(Photo-based point labeling data)
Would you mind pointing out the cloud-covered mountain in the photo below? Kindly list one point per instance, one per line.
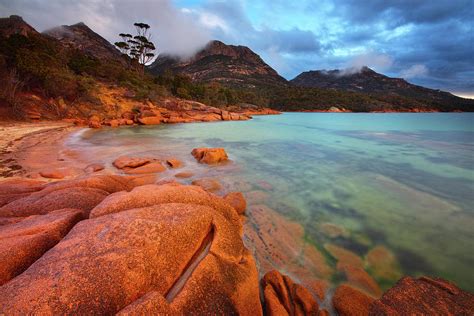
(236, 66)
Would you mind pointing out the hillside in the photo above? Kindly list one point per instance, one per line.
(234, 66)
(69, 66)
(71, 72)
(369, 82)
(79, 36)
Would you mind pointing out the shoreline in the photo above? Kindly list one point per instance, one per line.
(35, 147)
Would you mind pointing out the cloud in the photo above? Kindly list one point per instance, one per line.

What the task asks →
Extract every line above verbatim, omitting the picture.

Task solution →
Would you mind pointing out the cloud-covered mountain in the photo below? Kindly list one point per instance, one per line.
(236, 66)
Would you mind pointing out the hillside in the photo above? Kindly list one point per instance, one per line.
(234, 66)
(69, 66)
(71, 72)
(369, 82)
(79, 36)
Would you mind pointing out the shoreline in the photo above? Kindly list one point per instance, one per line.
(35, 147)
Would you mind pointing out the cloud in the photo above? Kindly list one point per instance, one per line.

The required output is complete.